### Problem
Repeat every line below exactly, word for word.

---+---

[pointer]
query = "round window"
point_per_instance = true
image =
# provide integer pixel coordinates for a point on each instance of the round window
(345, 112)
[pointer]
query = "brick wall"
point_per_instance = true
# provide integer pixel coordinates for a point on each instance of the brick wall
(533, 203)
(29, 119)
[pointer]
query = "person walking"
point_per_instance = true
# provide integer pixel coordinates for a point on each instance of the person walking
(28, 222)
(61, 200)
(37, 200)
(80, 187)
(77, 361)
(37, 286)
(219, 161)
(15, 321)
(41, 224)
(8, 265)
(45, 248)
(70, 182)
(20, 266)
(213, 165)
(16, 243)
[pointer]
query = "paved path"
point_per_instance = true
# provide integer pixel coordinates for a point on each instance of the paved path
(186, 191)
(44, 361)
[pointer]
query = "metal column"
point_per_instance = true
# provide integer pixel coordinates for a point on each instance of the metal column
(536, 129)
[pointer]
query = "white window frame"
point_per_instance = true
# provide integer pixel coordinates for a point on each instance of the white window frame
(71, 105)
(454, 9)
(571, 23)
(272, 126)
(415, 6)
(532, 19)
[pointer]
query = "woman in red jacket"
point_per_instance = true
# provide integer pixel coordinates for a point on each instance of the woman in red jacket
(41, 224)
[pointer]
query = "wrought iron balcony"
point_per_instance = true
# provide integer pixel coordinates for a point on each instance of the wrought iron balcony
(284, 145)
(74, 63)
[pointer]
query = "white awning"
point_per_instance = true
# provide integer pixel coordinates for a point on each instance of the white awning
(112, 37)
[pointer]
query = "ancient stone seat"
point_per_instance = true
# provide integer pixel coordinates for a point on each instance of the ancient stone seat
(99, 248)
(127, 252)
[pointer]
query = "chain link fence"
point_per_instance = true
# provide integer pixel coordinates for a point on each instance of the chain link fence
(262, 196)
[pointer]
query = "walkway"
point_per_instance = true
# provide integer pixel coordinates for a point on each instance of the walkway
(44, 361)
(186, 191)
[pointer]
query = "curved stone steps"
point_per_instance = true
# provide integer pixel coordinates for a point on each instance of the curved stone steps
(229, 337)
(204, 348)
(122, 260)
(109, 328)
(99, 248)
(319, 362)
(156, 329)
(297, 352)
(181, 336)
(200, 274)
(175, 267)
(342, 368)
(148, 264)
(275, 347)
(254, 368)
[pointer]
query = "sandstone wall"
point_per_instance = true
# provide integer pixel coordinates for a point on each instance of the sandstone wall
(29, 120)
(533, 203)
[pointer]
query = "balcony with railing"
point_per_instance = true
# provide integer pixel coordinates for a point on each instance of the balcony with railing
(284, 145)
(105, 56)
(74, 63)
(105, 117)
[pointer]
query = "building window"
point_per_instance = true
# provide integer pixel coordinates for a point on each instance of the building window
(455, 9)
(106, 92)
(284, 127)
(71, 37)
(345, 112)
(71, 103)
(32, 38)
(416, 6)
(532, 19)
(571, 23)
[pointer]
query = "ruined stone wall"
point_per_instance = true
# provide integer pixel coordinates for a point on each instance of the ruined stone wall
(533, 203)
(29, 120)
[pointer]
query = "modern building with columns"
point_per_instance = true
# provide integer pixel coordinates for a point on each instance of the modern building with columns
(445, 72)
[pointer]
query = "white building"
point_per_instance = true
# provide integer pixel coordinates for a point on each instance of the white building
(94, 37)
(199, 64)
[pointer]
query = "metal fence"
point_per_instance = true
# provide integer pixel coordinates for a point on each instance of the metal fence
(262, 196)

---+---

### Task solution
[pointer]
query = "round window"
point_per_instance = true
image =
# provide integer pixel coordinates for a point on each instance of the round window
(345, 112)
[pointer]
query = "brick wall"
point_per_instance = true
# provide integer pixel coordinates for a point on each instance of the brick wall
(533, 203)
(29, 119)
[pointer]
query = "person walking"
point_per_instance = true
# provide integer pixel coordinates for a point on each instance of the person walking
(28, 222)
(61, 200)
(37, 200)
(80, 187)
(77, 361)
(37, 286)
(219, 161)
(15, 321)
(41, 224)
(8, 265)
(45, 248)
(70, 182)
(20, 266)
(213, 165)
(16, 243)
[pointer]
query = "paved path"
point_per_instance = true
# provide integer pixel coordinates for a point on each instance of the paved path
(186, 191)
(44, 361)
[pointer]
query = "metal column"
point_per_instance = true
# provide integer pixel coordinates for a point on each instance of the metal column
(536, 129)
[pointer]
query = "white window frame"
point_per_instance = true
# provide integer pixel coordinates for a point on each instance of the white window frame
(71, 105)
(454, 9)
(571, 23)
(272, 126)
(415, 6)
(532, 19)
[pointer]
query = "woman in red jacket"
point_per_instance = true
# provide integer pixel coordinates for a point on each instance of the woman in red jacket
(41, 224)
[pointer]
query = "wrought iron balcony"
point_per_instance = true
# provide integer pixel coordinates for a point on each instance of the wrought iron balcony
(284, 145)
(74, 63)
[pointer]
query = "white awning"
point_per_instance = true
# provide integer pixel coordinates for a point on each instance of the white awning
(112, 37)
[pointer]
query = "ancient stone seat"
point_per_instance = true
# provide integer pixel coordinates for a point on each instance of the ancient stone seat
(99, 248)
(127, 252)
[pointer]
query = "chain link fence"
point_per_instance = true
# provide integer pixel coordinates for a point on each instance of the chain link fence
(262, 196)
[pointer]
query = "walkway"
point_per_instance = true
# provide integer pixel coordinates for a point on each instance of the walkway
(44, 361)
(186, 191)
[pointer]
query = "curved stone steps"
point_per_instance = true
# provide integer pixel coordinates for a point on each instance of the curved stone steps
(229, 337)
(204, 348)
(122, 260)
(109, 328)
(99, 248)
(319, 362)
(156, 329)
(297, 352)
(181, 336)
(200, 274)
(175, 267)
(342, 368)
(148, 264)
(275, 347)
(254, 368)
[pointer]
query = "sandstone wall"
point_per_instance = true
# provide integer pixel coordinates for a point on each instance of the sandstone wall
(29, 120)
(533, 203)
[pointer]
query = "balcony with railing"
point_per_instance = true
# provide integer pixel coordinates for a point on each instance of the balcony with railing
(284, 145)
(105, 56)
(74, 63)
(105, 117)
[pointer]
query = "building window"
point_per_instance = true
# provide integer pixel coordinates for a point on each instance of the building window
(455, 9)
(106, 92)
(284, 127)
(71, 37)
(345, 112)
(71, 103)
(32, 38)
(416, 6)
(532, 19)
(571, 23)
[pointer]
query = "ruined stone wall"
point_per_instance = true
# provide integer pixel coordinates for a point on each instance of the ruined stone wall
(533, 203)
(29, 120)
[pointer]
query = "modern building with columns"
point_per_instance = true
# provide integer pixel coordinates for a point on each instance of the modern building with columns
(445, 72)
[pointer]
query = "white building"
point_per_instance = true
# provide integer pixel coordinates for a point on each instance of the white building
(94, 37)
(199, 64)
[pointer]
query = "metal fence"
point_per_instance = true
# provide integer pixel coordinates for a point on each instance of the metal fence
(262, 196)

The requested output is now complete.